▶ [EXERCISE OBJECTIVE]:
Rewrite all the rows below as a Markdown table with two columns, "Number" and "Text": give each row its own sequential number and put the row itself under "Text". Leave out blank lines and the pictures.

▶ [RECORD EXCERPTS]:

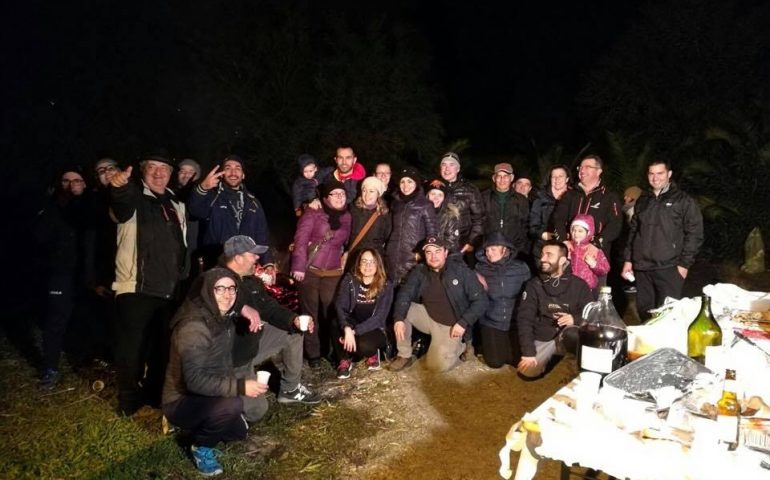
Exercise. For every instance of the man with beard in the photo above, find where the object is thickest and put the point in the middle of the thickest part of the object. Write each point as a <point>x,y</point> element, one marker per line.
<point>226,209</point>
<point>550,311</point>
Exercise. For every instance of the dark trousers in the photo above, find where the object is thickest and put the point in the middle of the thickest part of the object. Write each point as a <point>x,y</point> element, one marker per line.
<point>366,344</point>
<point>653,286</point>
<point>210,419</point>
<point>60,303</point>
<point>142,338</point>
<point>316,294</point>
<point>498,347</point>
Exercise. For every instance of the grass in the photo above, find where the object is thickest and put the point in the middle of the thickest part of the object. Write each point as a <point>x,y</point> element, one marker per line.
<point>73,432</point>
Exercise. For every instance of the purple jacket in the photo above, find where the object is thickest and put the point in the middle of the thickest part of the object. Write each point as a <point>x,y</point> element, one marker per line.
<point>312,228</point>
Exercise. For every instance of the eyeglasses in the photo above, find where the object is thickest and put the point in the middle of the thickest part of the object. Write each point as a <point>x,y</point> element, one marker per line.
<point>221,289</point>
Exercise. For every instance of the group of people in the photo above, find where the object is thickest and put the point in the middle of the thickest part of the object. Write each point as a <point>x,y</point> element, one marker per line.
<point>373,261</point>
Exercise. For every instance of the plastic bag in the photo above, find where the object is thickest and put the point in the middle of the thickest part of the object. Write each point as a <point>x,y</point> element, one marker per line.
<point>755,252</point>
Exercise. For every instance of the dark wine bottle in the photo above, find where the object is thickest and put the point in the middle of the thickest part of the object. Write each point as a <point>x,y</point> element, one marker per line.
<point>603,339</point>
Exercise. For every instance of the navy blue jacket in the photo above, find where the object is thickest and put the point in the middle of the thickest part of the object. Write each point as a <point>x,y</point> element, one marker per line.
<point>504,280</point>
<point>466,295</point>
<point>216,208</point>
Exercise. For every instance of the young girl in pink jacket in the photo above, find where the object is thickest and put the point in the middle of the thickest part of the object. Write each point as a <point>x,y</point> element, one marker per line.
<point>588,261</point>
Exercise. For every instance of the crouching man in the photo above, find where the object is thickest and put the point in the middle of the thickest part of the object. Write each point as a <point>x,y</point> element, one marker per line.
<point>202,393</point>
<point>550,311</point>
<point>442,299</point>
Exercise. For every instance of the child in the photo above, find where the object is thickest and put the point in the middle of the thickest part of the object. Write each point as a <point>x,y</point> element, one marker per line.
<point>304,189</point>
<point>588,261</point>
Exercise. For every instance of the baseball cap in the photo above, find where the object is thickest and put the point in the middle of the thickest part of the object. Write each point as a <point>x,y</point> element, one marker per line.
<point>240,244</point>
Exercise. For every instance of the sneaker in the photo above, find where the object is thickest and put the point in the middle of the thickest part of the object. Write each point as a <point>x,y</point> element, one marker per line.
<point>50,378</point>
<point>373,362</point>
<point>401,363</point>
<point>299,395</point>
<point>344,368</point>
<point>205,459</point>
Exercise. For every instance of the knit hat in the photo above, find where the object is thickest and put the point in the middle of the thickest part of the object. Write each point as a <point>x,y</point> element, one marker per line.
<point>504,167</point>
<point>159,155</point>
<point>105,162</point>
<point>189,162</point>
<point>634,192</point>
<point>410,172</point>
<point>329,186</point>
<point>435,184</point>
<point>306,159</point>
<point>375,183</point>
<point>451,157</point>
<point>234,158</point>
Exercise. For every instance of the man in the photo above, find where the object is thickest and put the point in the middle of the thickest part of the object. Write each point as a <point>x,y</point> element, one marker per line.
<point>279,334</point>
<point>506,210</point>
<point>226,208</point>
<point>550,311</point>
<point>348,171</point>
<point>149,266</point>
<point>59,233</point>
<point>442,299</point>
<point>590,197</point>
<point>467,197</point>
<point>665,235</point>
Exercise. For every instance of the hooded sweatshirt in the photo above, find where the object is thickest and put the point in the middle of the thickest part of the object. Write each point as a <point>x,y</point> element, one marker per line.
<point>579,251</point>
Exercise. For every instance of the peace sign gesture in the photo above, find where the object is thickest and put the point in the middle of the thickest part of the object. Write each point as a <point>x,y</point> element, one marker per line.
<point>212,179</point>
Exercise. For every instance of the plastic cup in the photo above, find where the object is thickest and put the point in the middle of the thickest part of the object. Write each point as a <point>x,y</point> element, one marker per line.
<point>263,376</point>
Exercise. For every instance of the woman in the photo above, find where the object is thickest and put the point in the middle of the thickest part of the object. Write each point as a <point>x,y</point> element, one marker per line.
<point>447,215</point>
<point>503,277</point>
<point>316,263</point>
<point>201,393</point>
<point>363,303</point>
<point>375,231</point>
<point>540,229</point>
<point>413,221</point>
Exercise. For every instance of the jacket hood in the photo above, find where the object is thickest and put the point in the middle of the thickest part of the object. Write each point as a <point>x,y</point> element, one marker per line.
<point>587,222</point>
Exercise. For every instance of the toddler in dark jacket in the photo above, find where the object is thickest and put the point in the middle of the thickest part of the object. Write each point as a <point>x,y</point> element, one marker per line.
<point>304,189</point>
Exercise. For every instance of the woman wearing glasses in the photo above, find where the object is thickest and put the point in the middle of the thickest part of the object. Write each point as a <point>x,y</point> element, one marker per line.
<point>201,393</point>
<point>316,263</point>
<point>363,302</point>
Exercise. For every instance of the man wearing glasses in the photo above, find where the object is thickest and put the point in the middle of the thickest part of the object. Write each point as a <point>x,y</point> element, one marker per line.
<point>590,197</point>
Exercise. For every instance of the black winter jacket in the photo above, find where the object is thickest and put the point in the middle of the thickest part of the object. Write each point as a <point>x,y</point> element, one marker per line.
<point>535,319</point>
<point>665,231</point>
<point>504,280</point>
<point>345,303</point>
<point>413,221</point>
<point>200,357</point>
<point>600,203</point>
<point>466,295</point>
<point>467,197</point>
<point>511,220</point>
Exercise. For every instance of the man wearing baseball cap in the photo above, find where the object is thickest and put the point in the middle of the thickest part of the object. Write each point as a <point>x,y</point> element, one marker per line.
<point>442,299</point>
<point>506,210</point>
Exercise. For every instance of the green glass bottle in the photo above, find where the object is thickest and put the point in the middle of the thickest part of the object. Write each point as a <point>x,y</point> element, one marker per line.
<point>703,332</point>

▶ [RESPONSE TO THIS TASK]:
| Number | Text |
|---|---|
| 1 | Exercise. For every instance of the man with beard in the photo above, find where the object is thickest and put the point in the middle of the thickest part of the object. Write each point as a <point>x,y</point> element, one marker per line. |
| 2 | <point>226,209</point> |
| 3 | <point>550,311</point> |
| 4 | Exercise. For every instance of the dark trousers in the photo above, find where the object is thickest and put the point in the middle of the thickest part of the object. Write each point as a <point>x,y</point> element, one marker per line. |
| 5 | <point>366,344</point> |
| 6 | <point>653,286</point> |
| 7 | <point>210,419</point> |
| 8 | <point>60,303</point> |
| 9 | <point>142,338</point> |
| 10 | <point>316,294</point> |
| 11 | <point>498,347</point> |
| 12 | Exercise. For every instance of the grass in the photo above, find where the object is thickest and put the point in the middle of the thickest part of the object. Write each point as a <point>x,y</point> element, one marker per line. |
| 13 | <point>73,432</point> |
| 14 | Exercise. For every instance of the purple jacket in the photo above, find where the object is thickest and put the point in the middle of the thickest part of the object. Write each point as a <point>x,y</point> element, one marker per line. |
| 15 | <point>312,228</point> |
| 16 | Exercise. For every instance of the eyeglasses in the photo above, find where the object is thickest and put the point in the middle of the thickest part of the object. Write each point as a <point>x,y</point> element, one marker per line. |
| 17 | <point>221,289</point> |
| 18 | Exercise. For every instance of the group of people in the photo above, find where the object is thickest and put the point in the middle of the thickest part of the object. Write each point as a <point>x,y</point> element, one marker per line. |
| 19 | <point>373,261</point> |
| 20 | Exercise. For every instance of the plastic bag in the photo above, find where the object is thickest and put the point in the middle of the thickest part of the object. Write each point as a <point>x,y</point> element, one marker per line. |
| 21 | <point>755,252</point> |
| 22 | Exercise. For every instance of the dark wine bottle in the photo above, find where the object is thickest and put the point in the middle of the thickest part of the object. Write each point as a <point>x,y</point> element, one marker per line. |
| 23 | <point>603,339</point> |
| 24 | Exercise. For every instance of the navy blue jacket in the photo above, find where the object is thickest and put the point in the middle of the thickest part of the object. Write each point as a <point>x,y</point> element, one marker per line. |
| 25 | <point>504,280</point> |
| 26 | <point>466,295</point> |
| 27 | <point>216,208</point> |
| 28 | Exercise. For every instance of the young girl in pink jacket in the photo above, find where the object is thickest and put the point in the middle of the thickest part of the object. Write each point as a <point>x,y</point> element, one marker per line. |
| 29 | <point>588,261</point> |
| 30 | Exercise. For every instance of the crouching man in the photo above, find where the object is thickest and put the point in the middle of the thickest part of the object. Write each point as a <point>x,y</point> element, one marker per line. |
| 31 | <point>202,393</point> |
| 32 | <point>550,311</point> |
| 33 | <point>442,299</point> |
| 34 | Exercise. For every instance of the child in the photo above, find where the object is thickest and put the point in the middle of the thickest part of the object. Write each point as a <point>x,y</point> element, one marker per line. |
| 35 | <point>304,189</point> |
| 36 | <point>588,261</point> |
| 37 | Exercise. For every instance of the baseball cap in the photo above, find where the object is thickest and put the point in the middle of the thickest part of the object. Write each point as a <point>x,y</point> element, one marker per line. |
| 38 | <point>240,244</point> |
| 39 | Exercise. For every instance of the sneaker in the photo above, find where the object is thickest and put the point in the middle of the thickest part of the object. Write each point as a <point>x,y</point> element, one marker per line. |
| 40 | <point>50,378</point> |
| 41 | <point>373,362</point> |
| 42 | <point>401,363</point> |
| 43 | <point>299,395</point> |
| 44 | <point>344,368</point> |
| 45 | <point>205,459</point> |
| 46 | Exercise. For every instance of the knit hat in the photo above, find where the object is thickest and put the point in the middle of the thickest part of the object. Write each point as a <point>x,y</point> element, one marker per line. |
| 47 | <point>504,167</point> |
| 48 | <point>159,155</point> |
| 49 | <point>105,162</point> |
| 50 | <point>189,162</point> |
| 51 | <point>634,192</point> |
| 52 | <point>410,172</point> |
| 53 | <point>329,186</point> |
| 54 | <point>435,184</point> |
| 55 | <point>306,159</point> |
| 56 | <point>375,183</point> |
| 57 | <point>451,157</point> |
| 58 | <point>234,158</point> |
| 59 | Exercise. For every instance of the man in the photo above, find where the object is thickest and put the point in the middle of the thickest part of the object. Write each point as a <point>x,y</point> element, one marker per line. |
| 60 | <point>279,334</point> |
| 61 | <point>506,210</point> |
| 62 | <point>226,208</point> |
| 63 | <point>550,311</point> |
| 64 | <point>348,171</point> |
| 65 | <point>149,266</point> |
| 66 | <point>59,233</point> |
| 67 | <point>442,299</point> |
| 68 | <point>590,197</point> |
| 69 | <point>467,197</point> |
| 70 | <point>665,235</point> |
| 71 | Exercise. For every instance of the hooded sweatshirt in the photo above, find where the object is thickest and put the point in the middle of the thickest part of the object. Write each point as a <point>x,y</point> element, one marker per line. |
| 72 | <point>579,251</point> |
| 73 | Exercise. For every instance of the peace sign gesture in the photo above, find where the object is thickest and put the point in the middle of the thickest part of the object. Write each point as a <point>x,y</point> element, one marker per line. |
| 74 | <point>212,179</point> |
| 75 | Exercise. For every instance of the plastic cup in the photo above, find where the object is thickest and put the point in the middle of the thickest part of the object. Write each point as a <point>x,y</point> element, one marker per line. |
| 76 | <point>263,376</point> |
| 77 | Exercise. For every instance of the woman in the photo above, find where the object is thickest and put the point in the middle of the thickest part of the object. Write each point as a <point>x,y</point> element, one marker per line. |
| 78 | <point>447,215</point> |
| 79 | <point>503,277</point> |
| 80 | <point>316,263</point> |
| 81 | <point>201,393</point> |
| 82 | <point>363,303</point> |
| 83 | <point>375,231</point> |
| 84 | <point>540,229</point> |
| 85 | <point>413,221</point> |
| 86 | Exercise. For every instance of the jacket hood in the photo above, find where the object is thickest and put the point in the middle of the thickest part of the object. Write each point as a <point>x,y</point> element, one marker per line. |
| 87 | <point>587,222</point> |
| 88 | Exercise. For every instance of the toddler in dark jacket in the photo above, find where the object is thickest and put the point in the middle of the thickest part of the object. Write each point as a <point>x,y</point> element, one marker per line. |
| 89 | <point>304,189</point> |
| 90 | Exercise. For every instance of the woman wearing glasses in the photo above, find where the object is thickest and put the point in the middle of the thickest part of the object. Write each point as a <point>x,y</point> element, one marker per line. |
| 91 | <point>201,393</point> |
| 92 | <point>316,263</point> |
| 93 | <point>363,302</point> |
| 94 | Exercise. For every instance of the man wearing glasses in the photo above, find where the object is thickest and put the point in the middle of the thickest part of the object. Write each point as a <point>x,y</point> element, one marker per line. |
| 95 | <point>590,197</point> |
| 96 | Exercise. For every instance of the black winter jacket in the photo above, find where the object is thickest and put the point in the middle of the thickest part of the object. Write each point as a <point>x,y</point> element, one marker per line. |
| 97 | <point>535,319</point> |
| 98 | <point>665,231</point> |
| 99 | <point>504,280</point> |
| 100 | <point>345,303</point> |
| 101 | <point>413,221</point> |
| 102 | <point>200,357</point> |
| 103 | <point>600,203</point> |
| 104 | <point>466,295</point> |
| 105 | <point>467,197</point> |
| 106 | <point>511,220</point> |
| 107 | Exercise. For every instance of the man wearing baseball cap in the photo above, find where the object is thickest and put the point in the middle of the thickest part of the object. Write each point as a <point>x,y</point> element, one marker per line. |
| 108 | <point>442,299</point> |
| 109 | <point>506,210</point> |
| 110 | Exercise. For every instance of the green glass bottle in the photo above, find where the object is thickest and put the point in the middle of the thickest part of the object. Write each point as a <point>x,y</point> element, one marker per line. |
| 111 | <point>703,332</point> |